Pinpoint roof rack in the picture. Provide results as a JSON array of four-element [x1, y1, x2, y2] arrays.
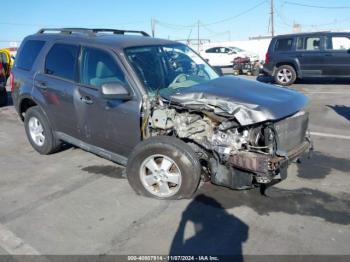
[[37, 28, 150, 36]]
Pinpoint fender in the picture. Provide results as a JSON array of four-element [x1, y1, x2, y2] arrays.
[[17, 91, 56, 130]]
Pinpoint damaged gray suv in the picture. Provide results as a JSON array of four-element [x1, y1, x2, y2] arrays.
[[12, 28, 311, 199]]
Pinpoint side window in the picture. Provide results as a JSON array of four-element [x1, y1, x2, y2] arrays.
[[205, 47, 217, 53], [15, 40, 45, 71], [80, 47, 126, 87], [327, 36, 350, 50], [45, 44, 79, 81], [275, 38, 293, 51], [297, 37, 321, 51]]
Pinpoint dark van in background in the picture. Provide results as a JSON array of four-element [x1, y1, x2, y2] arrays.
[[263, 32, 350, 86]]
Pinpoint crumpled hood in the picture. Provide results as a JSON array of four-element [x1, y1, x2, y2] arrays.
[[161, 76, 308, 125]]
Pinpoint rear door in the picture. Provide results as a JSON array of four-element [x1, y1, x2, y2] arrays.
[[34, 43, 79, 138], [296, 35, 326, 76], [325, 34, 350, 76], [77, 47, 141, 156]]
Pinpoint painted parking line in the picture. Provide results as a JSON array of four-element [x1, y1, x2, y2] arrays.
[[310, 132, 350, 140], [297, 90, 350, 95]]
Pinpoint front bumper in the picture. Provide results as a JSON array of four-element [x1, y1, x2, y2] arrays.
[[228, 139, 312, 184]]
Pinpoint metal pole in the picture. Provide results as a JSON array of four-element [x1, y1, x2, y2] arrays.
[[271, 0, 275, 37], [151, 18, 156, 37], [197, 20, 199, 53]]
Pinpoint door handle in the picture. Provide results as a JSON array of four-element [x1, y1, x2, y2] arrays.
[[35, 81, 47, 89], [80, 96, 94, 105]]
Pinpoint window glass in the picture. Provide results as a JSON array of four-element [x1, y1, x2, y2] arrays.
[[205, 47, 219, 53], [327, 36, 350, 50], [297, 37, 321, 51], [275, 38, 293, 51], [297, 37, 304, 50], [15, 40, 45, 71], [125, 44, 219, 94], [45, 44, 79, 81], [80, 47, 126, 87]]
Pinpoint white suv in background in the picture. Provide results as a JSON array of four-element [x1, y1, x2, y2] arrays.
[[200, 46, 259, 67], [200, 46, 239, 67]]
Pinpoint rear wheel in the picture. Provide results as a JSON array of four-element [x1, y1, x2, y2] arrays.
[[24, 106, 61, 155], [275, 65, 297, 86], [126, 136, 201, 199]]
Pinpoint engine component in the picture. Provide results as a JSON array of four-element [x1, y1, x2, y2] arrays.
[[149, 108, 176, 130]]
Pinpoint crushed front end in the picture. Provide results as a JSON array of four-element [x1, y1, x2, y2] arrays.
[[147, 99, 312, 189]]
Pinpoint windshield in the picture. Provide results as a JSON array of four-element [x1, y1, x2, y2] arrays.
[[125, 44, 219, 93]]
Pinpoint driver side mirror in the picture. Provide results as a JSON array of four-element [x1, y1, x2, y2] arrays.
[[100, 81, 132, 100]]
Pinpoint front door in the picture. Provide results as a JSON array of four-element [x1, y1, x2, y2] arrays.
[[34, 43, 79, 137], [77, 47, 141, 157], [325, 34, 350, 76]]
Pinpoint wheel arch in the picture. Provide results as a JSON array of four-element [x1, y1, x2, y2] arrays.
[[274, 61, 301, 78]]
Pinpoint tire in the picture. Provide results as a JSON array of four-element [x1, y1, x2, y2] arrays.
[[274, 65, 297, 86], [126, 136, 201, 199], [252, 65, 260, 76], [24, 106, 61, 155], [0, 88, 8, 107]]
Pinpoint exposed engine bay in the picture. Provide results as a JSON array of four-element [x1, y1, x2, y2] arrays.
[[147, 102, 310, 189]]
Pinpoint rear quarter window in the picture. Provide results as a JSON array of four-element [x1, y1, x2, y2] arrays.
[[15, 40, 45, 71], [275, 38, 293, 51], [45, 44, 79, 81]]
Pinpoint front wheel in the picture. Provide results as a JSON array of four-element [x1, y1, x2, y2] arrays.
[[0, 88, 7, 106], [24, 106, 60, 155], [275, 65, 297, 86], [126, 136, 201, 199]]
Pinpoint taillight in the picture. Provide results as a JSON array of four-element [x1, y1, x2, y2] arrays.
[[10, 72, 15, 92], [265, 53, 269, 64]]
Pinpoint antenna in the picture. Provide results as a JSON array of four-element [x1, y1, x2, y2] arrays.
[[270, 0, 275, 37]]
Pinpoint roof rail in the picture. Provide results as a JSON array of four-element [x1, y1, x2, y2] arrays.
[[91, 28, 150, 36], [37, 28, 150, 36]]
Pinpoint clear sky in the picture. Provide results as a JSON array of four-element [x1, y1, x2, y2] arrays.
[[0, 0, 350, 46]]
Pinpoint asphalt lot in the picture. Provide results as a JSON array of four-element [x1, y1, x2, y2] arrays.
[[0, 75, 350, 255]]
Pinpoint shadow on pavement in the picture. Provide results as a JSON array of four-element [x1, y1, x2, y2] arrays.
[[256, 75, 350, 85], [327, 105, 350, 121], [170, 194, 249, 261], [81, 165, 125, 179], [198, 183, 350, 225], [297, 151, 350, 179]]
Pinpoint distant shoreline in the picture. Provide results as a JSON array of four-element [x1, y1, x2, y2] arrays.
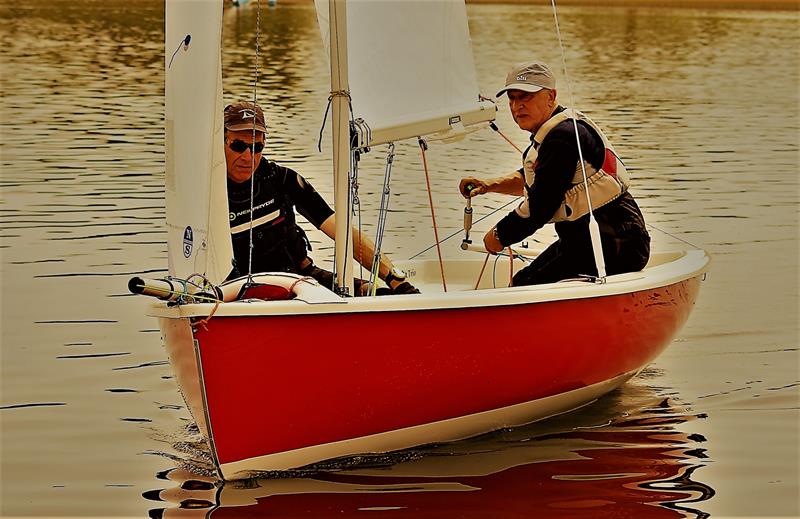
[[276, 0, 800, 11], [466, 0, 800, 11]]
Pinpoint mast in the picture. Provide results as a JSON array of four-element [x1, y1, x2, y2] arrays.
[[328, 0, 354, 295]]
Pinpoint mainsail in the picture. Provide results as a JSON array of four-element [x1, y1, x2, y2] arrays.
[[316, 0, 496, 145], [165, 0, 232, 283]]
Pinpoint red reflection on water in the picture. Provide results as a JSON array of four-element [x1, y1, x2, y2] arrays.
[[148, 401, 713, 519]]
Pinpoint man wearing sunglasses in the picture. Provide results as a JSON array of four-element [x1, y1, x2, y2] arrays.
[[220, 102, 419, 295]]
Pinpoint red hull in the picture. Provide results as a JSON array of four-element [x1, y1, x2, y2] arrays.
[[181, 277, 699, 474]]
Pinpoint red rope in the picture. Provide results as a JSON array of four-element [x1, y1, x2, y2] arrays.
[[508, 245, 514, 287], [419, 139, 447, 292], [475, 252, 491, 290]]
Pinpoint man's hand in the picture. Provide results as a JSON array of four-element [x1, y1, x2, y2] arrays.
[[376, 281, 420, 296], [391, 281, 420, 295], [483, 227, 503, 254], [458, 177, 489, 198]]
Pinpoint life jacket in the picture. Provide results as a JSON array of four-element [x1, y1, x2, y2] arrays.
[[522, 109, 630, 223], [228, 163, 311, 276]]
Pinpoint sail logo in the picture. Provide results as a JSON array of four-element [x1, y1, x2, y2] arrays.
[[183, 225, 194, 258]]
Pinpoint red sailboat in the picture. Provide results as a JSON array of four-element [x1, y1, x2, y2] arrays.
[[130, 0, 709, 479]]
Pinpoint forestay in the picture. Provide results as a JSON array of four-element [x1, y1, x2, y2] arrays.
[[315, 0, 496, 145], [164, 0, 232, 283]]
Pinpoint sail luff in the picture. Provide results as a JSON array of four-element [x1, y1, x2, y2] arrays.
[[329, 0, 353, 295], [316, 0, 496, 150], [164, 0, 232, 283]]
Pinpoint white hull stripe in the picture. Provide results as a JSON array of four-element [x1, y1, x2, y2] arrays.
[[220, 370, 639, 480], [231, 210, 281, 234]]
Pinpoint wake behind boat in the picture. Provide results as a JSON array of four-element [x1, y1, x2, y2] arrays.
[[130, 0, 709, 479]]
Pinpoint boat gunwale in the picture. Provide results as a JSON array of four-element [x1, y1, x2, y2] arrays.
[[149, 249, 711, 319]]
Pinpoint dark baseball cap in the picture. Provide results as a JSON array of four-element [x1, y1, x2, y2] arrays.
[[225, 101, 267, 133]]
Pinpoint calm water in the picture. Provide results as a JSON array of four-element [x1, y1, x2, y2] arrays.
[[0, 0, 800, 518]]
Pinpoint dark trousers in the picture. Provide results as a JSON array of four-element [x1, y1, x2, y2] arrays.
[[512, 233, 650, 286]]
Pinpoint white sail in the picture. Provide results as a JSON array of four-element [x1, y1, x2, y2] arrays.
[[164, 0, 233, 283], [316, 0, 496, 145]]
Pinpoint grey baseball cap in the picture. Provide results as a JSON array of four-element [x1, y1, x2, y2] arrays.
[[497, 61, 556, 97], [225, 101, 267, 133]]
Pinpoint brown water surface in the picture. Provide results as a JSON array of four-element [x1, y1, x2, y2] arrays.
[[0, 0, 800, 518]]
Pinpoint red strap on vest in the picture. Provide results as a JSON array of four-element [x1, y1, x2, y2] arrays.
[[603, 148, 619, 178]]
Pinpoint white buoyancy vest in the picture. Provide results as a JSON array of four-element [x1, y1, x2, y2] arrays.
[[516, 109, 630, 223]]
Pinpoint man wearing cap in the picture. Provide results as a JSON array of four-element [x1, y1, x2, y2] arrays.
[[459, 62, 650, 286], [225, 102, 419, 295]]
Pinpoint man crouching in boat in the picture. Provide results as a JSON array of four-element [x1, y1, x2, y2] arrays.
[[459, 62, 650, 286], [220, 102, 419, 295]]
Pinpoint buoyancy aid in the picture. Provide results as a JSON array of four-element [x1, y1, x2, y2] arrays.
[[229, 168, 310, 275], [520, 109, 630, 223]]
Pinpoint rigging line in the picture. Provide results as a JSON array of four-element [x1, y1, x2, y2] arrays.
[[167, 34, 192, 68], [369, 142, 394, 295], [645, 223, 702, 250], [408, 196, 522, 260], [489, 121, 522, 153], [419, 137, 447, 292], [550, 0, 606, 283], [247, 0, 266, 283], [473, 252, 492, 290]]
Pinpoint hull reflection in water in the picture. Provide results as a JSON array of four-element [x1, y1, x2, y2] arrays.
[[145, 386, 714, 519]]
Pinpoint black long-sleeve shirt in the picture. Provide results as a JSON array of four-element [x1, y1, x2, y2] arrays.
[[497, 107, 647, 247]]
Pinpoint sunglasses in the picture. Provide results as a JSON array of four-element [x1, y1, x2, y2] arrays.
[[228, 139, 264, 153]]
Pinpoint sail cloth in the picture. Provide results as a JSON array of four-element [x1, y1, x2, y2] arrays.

Stated task
Pick out each line in the items that contains the word "background". Case counts.

Complete response
Pinpoint dark van in background in the picture. Provide results as a JSON array of four-element [x1, y1, x2, y2] arrays.
Pinpoint white suv in background in the picture. Provide results as a JSON array of four-element [x1, y1, x2, y2] arrays.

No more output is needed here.